TASK GOAL: Print each line of the material below verbatim, with no alterations.

RECORDS PROVIDED:
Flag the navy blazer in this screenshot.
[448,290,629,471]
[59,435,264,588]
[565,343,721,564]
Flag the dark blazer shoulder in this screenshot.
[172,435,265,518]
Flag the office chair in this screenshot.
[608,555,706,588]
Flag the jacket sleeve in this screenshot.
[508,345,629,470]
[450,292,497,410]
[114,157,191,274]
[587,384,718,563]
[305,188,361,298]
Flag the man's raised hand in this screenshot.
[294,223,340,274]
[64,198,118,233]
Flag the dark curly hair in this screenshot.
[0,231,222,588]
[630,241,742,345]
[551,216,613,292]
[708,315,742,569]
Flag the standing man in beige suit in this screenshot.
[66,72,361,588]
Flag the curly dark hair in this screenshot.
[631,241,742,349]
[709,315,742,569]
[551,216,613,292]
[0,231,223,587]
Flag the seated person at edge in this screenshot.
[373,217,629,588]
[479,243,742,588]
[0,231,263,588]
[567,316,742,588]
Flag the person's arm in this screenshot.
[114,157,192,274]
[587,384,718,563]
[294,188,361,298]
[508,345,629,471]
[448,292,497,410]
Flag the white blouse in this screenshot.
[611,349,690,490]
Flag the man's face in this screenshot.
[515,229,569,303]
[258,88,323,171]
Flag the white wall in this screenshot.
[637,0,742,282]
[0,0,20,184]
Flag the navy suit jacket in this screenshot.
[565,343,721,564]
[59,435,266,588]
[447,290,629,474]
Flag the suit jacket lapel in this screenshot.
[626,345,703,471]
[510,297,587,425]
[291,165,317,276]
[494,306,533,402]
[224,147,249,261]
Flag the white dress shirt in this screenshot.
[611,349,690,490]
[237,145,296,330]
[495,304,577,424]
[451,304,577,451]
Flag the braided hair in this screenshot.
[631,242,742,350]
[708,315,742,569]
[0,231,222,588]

SOLUTION FOR THIS PROBLEM:
Flag the navy blazer in this screenshot.
[448,290,629,471]
[59,435,264,588]
[565,343,721,564]
Flag the dark blazer shoulder in this screenshot.
[172,435,265,518]
Flag the office chair in this screenshot.
[608,555,706,588]
Flag the jacket sleeve in this screenshot.
[508,345,629,470]
[450,292,497,410]
[114,157,191,274]
[587,384,718,563]
[305,188,361,298]
Flag the man's raised hand in this screenshot.
[294,223,340,274]
[64,198,118,233]
Flag the dark curly hair in this screenshot.
[0,231,222,588]
[630,241,742,345]
[551,216,613,292]
[708,315,742,569]
Flag the standing man in beige suit in this screenshot.
[66,72,361,588]
Flag the curly dark hair in this screenshot.
[631,241,742,349]
[709,315,742,569]
[551,216,613,292]
[0,231,223,587]
Flag the seated person at edge in this screenshot.
[373,217,629,588]
[479,243,742,588]
[0,231,263,588]
[567,316,742,588]
Flag the person's arm in this screenshot.
[114,157,192,274]
[587,384,718,563]
[294,188,361,298]
[508,345,629,471]
[448,292,497,410]
Flag the white blouse in this screenshot.
[611,349,690,490]
Flag the man's face in this screenshot.
[515,229,569,303]
[258,88,323,171]
Flag the white wall in this screenshot.
[637,0,742,282]
[0,0,20,184]
Flag the navy suit jacket in this screenshot.
[565,343,721,564]
[59,435,266,588]
[447,290,629,474]
Flag the suit jacket lapel in this screenshot.
[626,345,703,471]
[510,297,587,425]
[291,165,317,276]
[494,306,533,402]
[224,147,249,261]
Flag the white dress shirt in this screenshot.
[611,349,690,490]
[237,145,296,330]
[495,304,577,424]
[451,304,577,451]
Flag the braided hair in this screenshot.
[631,242,742,350]
[708,315,742,569]
[0,231,222,588]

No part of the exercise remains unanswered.